▶ **Aim of the exercise**
Copy out everything from the row containing "Find the curved" down to the final row, unchanged and in order.
•••••
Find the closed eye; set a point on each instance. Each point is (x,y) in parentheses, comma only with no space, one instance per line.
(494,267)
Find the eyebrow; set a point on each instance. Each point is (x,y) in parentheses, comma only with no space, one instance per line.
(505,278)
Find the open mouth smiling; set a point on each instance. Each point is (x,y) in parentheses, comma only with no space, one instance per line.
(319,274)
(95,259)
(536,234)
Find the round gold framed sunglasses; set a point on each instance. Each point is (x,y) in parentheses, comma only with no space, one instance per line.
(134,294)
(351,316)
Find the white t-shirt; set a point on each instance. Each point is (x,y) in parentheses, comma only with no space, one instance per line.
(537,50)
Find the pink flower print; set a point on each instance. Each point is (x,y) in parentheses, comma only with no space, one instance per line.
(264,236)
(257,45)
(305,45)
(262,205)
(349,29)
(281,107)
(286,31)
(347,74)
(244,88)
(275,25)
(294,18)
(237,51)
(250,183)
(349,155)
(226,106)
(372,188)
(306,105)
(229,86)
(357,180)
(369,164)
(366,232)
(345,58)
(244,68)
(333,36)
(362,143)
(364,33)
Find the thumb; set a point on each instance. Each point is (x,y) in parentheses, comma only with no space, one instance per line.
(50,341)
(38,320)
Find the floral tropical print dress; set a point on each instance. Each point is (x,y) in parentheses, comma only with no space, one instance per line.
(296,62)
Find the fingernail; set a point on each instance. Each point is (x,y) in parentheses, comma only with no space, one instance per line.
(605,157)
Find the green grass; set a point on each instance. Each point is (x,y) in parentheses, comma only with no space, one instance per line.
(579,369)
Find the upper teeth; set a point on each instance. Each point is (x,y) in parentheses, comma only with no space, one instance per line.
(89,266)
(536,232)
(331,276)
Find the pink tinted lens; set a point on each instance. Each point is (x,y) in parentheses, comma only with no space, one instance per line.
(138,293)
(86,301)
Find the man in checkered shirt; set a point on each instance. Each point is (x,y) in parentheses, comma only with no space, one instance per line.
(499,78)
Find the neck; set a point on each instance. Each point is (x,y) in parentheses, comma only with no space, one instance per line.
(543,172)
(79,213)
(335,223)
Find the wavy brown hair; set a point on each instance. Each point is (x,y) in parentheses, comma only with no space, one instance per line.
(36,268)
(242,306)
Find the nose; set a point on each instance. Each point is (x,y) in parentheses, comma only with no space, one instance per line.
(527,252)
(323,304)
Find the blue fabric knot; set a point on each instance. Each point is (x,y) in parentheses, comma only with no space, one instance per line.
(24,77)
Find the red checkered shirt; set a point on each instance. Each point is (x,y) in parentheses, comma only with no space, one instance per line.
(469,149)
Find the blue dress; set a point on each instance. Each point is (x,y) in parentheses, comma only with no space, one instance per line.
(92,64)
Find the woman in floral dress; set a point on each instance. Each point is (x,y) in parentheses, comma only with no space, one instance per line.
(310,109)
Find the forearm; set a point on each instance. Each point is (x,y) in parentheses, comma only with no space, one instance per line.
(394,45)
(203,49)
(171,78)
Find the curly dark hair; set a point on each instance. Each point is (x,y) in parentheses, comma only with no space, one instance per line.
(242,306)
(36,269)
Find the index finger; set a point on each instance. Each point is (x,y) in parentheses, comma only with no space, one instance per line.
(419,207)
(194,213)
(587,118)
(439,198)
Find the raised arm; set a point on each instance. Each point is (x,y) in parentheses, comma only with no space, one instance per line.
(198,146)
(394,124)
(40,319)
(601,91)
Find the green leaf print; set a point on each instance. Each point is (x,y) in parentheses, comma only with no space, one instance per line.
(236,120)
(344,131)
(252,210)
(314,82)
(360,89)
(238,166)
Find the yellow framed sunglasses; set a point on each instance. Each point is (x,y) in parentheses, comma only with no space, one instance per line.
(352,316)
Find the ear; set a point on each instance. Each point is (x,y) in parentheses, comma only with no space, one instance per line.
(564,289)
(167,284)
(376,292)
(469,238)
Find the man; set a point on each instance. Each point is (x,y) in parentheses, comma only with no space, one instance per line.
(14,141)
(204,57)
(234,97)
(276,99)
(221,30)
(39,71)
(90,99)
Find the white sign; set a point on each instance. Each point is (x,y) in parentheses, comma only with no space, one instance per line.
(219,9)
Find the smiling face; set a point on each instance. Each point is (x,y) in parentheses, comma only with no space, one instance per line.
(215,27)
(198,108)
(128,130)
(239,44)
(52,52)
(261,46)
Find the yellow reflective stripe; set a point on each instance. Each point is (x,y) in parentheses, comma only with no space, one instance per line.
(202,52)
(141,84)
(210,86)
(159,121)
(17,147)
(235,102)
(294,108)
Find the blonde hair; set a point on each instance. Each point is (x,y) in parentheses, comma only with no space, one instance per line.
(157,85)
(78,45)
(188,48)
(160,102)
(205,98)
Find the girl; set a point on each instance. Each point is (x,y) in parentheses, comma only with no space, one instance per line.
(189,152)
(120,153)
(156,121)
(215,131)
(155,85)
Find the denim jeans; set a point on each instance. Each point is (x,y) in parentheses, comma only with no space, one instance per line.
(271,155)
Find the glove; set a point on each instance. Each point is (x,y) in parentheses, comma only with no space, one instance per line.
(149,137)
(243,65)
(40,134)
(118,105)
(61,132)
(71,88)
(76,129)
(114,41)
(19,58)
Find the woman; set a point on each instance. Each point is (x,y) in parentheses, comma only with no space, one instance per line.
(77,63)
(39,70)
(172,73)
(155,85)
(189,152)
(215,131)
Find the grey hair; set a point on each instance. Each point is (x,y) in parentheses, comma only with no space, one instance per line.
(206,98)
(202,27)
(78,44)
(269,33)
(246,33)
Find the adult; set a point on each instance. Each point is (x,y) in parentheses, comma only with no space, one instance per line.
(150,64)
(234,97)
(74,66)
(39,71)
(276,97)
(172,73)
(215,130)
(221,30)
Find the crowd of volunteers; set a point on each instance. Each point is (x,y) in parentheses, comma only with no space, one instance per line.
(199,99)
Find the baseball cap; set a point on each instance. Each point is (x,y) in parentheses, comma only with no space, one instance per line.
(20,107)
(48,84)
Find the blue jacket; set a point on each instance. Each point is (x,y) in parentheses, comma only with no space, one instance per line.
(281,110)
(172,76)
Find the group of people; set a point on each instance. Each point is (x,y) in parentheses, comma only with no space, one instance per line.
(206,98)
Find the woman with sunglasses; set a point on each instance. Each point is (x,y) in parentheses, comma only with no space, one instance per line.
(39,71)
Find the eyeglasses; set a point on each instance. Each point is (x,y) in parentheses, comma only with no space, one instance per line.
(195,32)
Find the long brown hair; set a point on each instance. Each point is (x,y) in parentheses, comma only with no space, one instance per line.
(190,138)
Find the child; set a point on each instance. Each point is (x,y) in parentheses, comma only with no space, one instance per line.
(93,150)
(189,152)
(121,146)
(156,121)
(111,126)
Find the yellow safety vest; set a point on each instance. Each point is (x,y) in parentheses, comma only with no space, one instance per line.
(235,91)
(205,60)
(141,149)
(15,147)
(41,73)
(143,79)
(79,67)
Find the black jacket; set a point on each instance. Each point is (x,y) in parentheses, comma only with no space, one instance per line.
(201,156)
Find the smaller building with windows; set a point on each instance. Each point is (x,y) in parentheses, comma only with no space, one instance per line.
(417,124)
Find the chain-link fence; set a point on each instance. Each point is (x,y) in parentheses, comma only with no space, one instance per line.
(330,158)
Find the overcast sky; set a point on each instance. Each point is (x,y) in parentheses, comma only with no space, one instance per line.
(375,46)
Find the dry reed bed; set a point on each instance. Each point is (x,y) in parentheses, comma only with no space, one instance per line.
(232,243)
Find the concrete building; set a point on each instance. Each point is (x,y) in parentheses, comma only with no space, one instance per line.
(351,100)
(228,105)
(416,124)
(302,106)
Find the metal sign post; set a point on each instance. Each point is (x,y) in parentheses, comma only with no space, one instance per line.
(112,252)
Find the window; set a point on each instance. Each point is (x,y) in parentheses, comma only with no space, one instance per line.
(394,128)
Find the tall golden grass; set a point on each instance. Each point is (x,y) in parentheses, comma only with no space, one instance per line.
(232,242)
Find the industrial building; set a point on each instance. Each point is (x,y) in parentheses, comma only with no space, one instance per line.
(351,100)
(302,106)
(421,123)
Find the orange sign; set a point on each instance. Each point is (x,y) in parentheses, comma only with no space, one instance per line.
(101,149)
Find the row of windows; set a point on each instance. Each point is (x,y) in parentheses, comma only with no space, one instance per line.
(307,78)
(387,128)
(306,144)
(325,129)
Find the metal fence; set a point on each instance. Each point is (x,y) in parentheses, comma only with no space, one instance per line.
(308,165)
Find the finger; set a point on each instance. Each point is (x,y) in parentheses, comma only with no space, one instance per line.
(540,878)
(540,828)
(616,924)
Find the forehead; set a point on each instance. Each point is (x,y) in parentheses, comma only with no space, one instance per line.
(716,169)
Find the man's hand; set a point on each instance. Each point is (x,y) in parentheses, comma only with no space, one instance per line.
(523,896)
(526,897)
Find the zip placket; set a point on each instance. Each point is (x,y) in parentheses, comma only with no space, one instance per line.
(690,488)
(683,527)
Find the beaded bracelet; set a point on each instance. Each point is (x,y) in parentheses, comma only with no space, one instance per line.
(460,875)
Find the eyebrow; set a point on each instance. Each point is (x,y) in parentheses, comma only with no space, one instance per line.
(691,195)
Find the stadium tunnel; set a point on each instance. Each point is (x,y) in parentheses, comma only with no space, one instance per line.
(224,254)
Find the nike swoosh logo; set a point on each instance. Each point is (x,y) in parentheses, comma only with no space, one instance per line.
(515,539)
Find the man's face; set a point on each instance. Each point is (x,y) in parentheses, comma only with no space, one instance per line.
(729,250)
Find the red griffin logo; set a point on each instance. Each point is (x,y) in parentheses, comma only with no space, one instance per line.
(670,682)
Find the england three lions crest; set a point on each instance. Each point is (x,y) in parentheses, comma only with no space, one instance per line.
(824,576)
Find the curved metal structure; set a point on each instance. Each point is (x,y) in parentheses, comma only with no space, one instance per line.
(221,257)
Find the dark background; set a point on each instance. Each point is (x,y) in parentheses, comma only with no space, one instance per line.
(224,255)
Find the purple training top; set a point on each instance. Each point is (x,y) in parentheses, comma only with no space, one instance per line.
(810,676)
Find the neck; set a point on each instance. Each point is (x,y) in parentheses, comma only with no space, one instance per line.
•••••
▶ **Reply**
Find the curved metal structure; set a point on each instance. Each point is (x,y) in parentheses, comma only with no space, one instance per line.
(221,257)
Find the dark background; set a point on each instance. Each point is (x,y) in parentheses, comma only with no space, one instance per line.
(224,255)
Find the purple training top; set a point on each instance. Each point is (x,y) in parentheses, comma only with no space, one instance per line.
(810,676)
Find the neck; set a point on each instance. Each point is (x,y) in parentheses, comma only with no space, one instance per line.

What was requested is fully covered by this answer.